═════ Information ═════

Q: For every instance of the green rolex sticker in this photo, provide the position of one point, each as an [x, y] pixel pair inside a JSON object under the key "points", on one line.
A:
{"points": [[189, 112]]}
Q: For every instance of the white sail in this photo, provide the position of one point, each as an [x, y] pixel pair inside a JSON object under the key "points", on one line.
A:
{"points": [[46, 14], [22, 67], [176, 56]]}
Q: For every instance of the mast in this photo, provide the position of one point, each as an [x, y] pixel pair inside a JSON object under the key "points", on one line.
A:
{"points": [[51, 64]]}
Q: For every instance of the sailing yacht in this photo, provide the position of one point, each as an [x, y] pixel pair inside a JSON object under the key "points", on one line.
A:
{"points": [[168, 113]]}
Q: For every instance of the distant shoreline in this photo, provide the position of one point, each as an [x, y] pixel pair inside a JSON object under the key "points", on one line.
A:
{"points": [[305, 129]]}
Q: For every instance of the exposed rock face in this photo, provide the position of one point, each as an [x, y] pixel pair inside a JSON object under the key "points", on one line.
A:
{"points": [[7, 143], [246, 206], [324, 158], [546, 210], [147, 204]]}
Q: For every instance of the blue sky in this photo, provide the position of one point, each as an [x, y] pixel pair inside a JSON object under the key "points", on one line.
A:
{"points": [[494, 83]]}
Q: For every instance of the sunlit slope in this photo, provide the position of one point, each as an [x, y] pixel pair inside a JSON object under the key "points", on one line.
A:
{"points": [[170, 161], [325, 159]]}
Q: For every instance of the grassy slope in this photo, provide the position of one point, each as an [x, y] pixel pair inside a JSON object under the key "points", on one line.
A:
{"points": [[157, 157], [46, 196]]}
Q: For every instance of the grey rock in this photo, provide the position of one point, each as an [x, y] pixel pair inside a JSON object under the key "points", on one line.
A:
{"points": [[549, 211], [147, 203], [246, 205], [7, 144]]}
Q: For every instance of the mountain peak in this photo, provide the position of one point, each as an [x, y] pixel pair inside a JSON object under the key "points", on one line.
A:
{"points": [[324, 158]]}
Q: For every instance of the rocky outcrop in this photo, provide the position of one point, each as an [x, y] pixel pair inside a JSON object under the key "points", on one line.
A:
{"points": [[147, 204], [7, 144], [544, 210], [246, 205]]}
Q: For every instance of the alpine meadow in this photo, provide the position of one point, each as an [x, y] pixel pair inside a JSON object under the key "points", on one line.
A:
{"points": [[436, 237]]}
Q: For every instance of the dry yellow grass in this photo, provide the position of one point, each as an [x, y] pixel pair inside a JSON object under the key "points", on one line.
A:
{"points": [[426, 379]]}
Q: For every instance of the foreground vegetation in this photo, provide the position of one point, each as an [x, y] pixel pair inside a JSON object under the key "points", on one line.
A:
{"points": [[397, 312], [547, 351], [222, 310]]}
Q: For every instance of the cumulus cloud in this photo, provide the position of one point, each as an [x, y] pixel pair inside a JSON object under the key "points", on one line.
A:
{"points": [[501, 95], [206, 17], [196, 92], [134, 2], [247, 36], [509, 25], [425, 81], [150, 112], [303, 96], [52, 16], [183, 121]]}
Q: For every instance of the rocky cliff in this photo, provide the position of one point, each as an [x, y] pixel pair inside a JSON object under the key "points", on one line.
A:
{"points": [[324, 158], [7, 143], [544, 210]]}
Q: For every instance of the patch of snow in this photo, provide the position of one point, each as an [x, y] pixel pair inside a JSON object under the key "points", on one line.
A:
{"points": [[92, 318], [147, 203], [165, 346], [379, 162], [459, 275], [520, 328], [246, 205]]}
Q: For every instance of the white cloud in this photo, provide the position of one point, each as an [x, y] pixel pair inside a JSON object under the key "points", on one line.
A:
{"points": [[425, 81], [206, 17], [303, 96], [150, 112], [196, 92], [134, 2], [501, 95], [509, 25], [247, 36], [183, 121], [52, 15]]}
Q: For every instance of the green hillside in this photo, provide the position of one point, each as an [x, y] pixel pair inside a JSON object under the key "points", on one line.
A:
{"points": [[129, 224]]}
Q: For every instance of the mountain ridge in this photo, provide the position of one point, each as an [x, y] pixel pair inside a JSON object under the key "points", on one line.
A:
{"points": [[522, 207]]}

═════

Exercise prompt: Whatever the entries say, repeat all of them exactly.

Solution below:
Q: For every instance of the green rolex sticker in this photo, provide the position of one point, each as an [x, y] pixel pair inside a JSON object under the key "points", on one line.
A:
{"points": [[189, 112]]}
Q: For every instance of the white sail in this photo, provide the position of one point, each as an [x, y] pixel pair inside a JSON object under the key "points", on one line.
A:
{"points": [[46, 14], [22, 67], [176, 56]]}
Q: For every instance of the mast in this photo, provide the position of one point, each as an [x, y] pixel pair inside a JSON object under the key "points", on one line.
A:
{"points": [[51, 64]]}
Q: For every instance of the sailing yacht in this photo, provide the position of one point, each as an [x, y] pixel pair inside a JSON object under the key "points", on one line.
A:
{"points": [[168, 113]]}
Q: For every instance of the distant shoreline in this photo, provide the position of one point, each as an [x, y] pixel pair inside a JSON object under the key "points", on one line.
A:
{"points": [[305, 129]]}
Q: For every instance of the exposed rock face in this photo, provide the position of one point, each as an [x, y] pixel pair inside a JSON object under the key "points", on one line.
A:
{"points": [[7, 143], [246, 206], [324, 158], [546, 210], [147, 204]]}
Q: For every instance of the blue sky in this photo, provide the position of one point, each as an [x, y] pixel pair inside a JSON object under the key "points", on one line.
A:
{"points": [[494, 83]]}
Q: For every instance of the sunlit slope in this photo, provide the position of one point, each as an [x, y] pixel pair inside a JSON object under the key "points", on one line.
A:
{"points": [[170, 161], [325, 159]]}
Q: For every instance of the grassy slope in this photo, provide the position of one point, each as an [x, y] pixel pair inside a JSON object under the key "points", on one line.
A:
{"points": [[157, 157], [46, 196]]}
Q: For every instance of the grey rock in this photo, provide the position of one point, each as an [x, y] pixel pair inside a JSON object under the key "points", on one line.
A:
{"points": [[549, 211], [147, 203], [246, 205], [7, 144]]}
Q: For every instance of the mountain peak in this photo, provide the position of one point, each as an [x, y] pixel pair inside a JSON object under the key "points", on one line.
A:
{"points": [[324, 158]]}
Q: For every instance of the rocky outcrop in this photo, provide the position of one point, each as an [x, y] pixel pair inside a JSON object under the key "points", on one line.
A:
{"points": [[147, 204], [7, 144], [544, 210], [246, 205]]}
Q: For every instance of the alpine meadow in this photo, provide the position of one point, each as an [x, y] pixel pair inside a JSON object under the key "points", on one line.
A:
{"points": [[436, 237]]}
Q: For every instance of the dry yellow grass in this photo, provide the position of one point, each as an [x, y] pixel pair inside a JSON object under the key "points", on one line.
A:
{"points": [[426, 379]]}
Q: For every instance of the foreground vegetation in this photo, provide the position of one point, each as an [x, y] pixel pair inside a JSON object under the key "points", on one line.
A:
{"points": [[397, 312], [547, 351], [222, 310]]}
Q: For every instance of the cumulus cloud in this photo, provide the position of one point, each as an [x, y] pixel pair inside a JSON object under the key "points", on one line.
A:
{"points": [[501, 95], [206, 17], [196, 92], [134, 2], [247, 36], [509, 25], [425, 81], [150, 112], [303, 96], [52, 16], [183, 121]]}
Q: For every instance of the rocky cliff in this photo, provide the position of one point, each as an [x, y] pixel pair inside a JSON object under the key "points", on one line.
A:
{"points": [[324, 158], [7, 143], [544, 210]]}
Q: For every instance of the patch of snow in this photo, provide the position of one point, each as an [x, y] pixel pair inside a JSON object under the key "points", on one line.
A:
{"points": [[92, 318], [147, 203], [165, 346], [379, 162], [459, 275], [520, 328], [246, 205]]}
Q: For every instance of the white cloud in this photo, provide the position of one point, each as an [x, y] pixel pair inside a JSON object under the key "points", on one line.
A:
{"points": [[425, 81], [206, 17], [303, 96], [150, 112], [196, 92], [134, 2], [501, 95], [509, 25], [247, 36], [183, 121], [52, 15]]}
Q: For every instance of the green hillside in this photo, provide the position of one point, each as an [x, y] pixel pair inside a JSON object under the key "points", on one line.
A:
{"points": [[129, 224]]}
Q: For every instance of the mountain ridge in this photo, provide the position of one point, each as an [x, y] pixel pair inside a JSON object under the key "points", on one line.
A:
{"points": [[522, 207]]}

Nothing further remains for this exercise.